◆ **Work instructions**
The required output consists solely of the lines from the line containing "Task: indicate the purple" through the end of the records, copied exactly.

- Opening Delimiter -

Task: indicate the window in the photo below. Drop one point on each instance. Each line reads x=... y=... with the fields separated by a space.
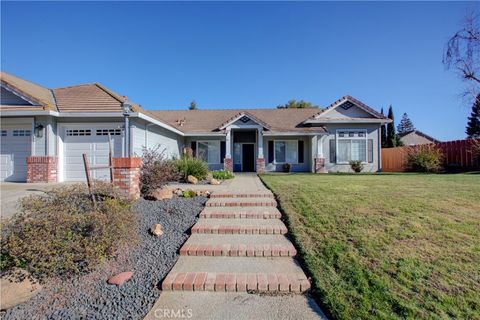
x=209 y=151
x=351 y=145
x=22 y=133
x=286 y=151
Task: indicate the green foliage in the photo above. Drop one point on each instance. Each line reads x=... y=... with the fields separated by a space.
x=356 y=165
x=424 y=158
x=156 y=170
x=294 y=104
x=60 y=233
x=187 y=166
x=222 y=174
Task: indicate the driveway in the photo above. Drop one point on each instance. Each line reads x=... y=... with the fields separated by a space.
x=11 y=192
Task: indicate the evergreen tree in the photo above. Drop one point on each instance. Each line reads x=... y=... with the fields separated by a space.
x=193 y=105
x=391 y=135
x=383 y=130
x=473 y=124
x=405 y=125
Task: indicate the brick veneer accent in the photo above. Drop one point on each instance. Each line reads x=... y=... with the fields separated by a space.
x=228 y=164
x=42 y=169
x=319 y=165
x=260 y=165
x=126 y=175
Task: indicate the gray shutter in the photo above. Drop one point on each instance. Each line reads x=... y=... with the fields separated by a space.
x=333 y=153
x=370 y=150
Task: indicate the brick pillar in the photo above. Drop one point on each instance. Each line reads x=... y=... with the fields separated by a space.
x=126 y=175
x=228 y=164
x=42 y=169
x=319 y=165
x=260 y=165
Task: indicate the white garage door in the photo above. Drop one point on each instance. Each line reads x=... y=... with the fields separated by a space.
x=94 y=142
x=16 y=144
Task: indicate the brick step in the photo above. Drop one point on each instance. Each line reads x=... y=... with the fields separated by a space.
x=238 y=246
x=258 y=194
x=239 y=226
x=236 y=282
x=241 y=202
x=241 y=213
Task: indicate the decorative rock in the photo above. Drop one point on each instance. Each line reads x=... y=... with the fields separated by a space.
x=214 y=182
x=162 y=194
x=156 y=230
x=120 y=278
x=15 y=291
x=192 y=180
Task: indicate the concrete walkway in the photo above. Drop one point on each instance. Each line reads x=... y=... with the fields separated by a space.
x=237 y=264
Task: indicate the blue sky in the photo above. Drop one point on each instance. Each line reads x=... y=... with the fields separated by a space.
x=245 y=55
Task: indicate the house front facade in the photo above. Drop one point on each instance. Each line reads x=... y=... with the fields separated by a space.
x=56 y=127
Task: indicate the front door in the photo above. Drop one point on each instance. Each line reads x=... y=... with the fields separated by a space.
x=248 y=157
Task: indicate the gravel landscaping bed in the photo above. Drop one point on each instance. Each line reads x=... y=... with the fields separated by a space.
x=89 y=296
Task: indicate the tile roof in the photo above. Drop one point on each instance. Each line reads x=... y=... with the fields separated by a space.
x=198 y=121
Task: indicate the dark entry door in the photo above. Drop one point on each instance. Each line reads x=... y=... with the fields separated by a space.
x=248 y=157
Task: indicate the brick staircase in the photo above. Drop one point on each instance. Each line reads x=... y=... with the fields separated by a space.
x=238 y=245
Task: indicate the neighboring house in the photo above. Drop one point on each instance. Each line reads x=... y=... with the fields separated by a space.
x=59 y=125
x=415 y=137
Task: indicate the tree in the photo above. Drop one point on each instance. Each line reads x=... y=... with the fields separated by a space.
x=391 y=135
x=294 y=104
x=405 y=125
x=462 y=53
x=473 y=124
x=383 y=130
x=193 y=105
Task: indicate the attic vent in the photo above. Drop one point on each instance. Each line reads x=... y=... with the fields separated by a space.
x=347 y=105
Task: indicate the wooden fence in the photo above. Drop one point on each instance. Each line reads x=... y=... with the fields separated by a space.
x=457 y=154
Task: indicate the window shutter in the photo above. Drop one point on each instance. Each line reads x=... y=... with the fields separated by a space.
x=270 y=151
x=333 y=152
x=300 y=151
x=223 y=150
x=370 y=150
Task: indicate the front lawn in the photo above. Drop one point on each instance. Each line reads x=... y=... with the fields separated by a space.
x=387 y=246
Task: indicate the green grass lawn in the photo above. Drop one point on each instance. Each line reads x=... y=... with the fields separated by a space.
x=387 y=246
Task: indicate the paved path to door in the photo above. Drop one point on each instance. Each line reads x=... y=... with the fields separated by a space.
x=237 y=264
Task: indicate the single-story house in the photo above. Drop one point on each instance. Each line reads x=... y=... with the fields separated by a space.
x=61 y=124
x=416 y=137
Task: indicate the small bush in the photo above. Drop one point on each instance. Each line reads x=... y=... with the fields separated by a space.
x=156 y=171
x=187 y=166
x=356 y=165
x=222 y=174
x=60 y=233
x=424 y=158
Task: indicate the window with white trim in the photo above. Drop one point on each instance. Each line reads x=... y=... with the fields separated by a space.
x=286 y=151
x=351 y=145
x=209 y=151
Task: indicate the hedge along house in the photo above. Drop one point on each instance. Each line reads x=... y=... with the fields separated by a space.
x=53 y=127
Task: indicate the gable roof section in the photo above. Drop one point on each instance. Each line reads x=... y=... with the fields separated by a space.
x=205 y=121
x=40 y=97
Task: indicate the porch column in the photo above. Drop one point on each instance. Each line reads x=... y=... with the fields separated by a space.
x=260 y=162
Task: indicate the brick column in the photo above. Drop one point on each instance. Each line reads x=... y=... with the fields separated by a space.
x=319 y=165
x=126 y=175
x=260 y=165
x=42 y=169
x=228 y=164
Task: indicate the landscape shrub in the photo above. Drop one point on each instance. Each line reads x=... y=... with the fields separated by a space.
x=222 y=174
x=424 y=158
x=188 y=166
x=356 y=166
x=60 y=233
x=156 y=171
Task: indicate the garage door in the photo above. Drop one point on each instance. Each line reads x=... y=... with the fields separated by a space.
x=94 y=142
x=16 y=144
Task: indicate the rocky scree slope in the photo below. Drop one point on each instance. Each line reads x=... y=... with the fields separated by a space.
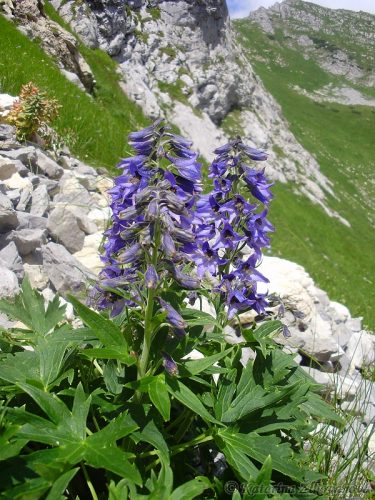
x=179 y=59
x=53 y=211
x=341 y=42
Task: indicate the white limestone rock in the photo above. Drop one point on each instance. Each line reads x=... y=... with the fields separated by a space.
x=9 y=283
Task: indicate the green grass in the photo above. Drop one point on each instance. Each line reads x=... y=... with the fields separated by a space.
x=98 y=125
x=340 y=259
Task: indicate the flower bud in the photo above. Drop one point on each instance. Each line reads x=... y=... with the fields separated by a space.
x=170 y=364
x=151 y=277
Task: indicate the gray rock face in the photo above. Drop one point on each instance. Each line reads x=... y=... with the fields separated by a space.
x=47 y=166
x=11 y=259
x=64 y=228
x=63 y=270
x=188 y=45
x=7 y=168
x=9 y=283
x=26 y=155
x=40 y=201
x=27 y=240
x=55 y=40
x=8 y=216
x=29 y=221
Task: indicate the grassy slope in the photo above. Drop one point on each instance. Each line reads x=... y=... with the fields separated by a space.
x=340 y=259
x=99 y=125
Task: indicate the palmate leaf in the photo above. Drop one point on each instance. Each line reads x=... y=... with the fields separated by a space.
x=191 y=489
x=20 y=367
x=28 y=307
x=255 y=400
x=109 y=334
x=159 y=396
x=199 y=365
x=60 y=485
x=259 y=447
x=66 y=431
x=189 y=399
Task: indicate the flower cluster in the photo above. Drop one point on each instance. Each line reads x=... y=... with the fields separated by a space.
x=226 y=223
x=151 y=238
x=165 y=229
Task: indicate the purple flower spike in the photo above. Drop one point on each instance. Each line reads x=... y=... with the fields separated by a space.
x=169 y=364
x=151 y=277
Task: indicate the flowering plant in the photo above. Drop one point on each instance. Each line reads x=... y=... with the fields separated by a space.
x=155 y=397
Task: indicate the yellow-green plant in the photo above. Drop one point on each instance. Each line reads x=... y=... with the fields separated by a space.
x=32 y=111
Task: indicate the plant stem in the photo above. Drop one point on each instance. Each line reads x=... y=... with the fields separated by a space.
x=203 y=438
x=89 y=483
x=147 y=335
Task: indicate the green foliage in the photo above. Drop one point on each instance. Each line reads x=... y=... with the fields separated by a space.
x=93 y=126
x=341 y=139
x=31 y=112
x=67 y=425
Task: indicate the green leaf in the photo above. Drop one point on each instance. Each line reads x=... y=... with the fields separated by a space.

- Closing Delimiter -

◆ **Response below**
Task: indicate the purple flower spike in the photo above. Drop one point on each instance. Each line reads x=... y=... with the fields separated by a space.
x=169 y=364
x=151 y=277
Task: indicate the flowering plant in the photo above. Drop one point on each instance. Each line reads x=... y=... with the fields separated by a space.
x=155 y=397
Task: indicate the yellow-green plant in the photo above. Drop one point on each instance. Each line reads x=... y=... with the fields separated by a space.
x=32 y=111
Task: indicate the plant stem in the photo above. Drop one point on each instance. Each line reads x=... y=... with the fields separated by a space.
x=203 y=438
x=89 y=483
x=147 y=335
Task: indicate the green foliage in the photo above. Drop one point on each instance. Each line reads x=... y=... with the fields separated by a space.
x=93 y=126
x=341 y=139
x=31 y=112
x=67 y=425
Task: indicate the green leaf in the photo above. Drop one point on each instance. Each line reads x=... y=... with the fields separated by a space.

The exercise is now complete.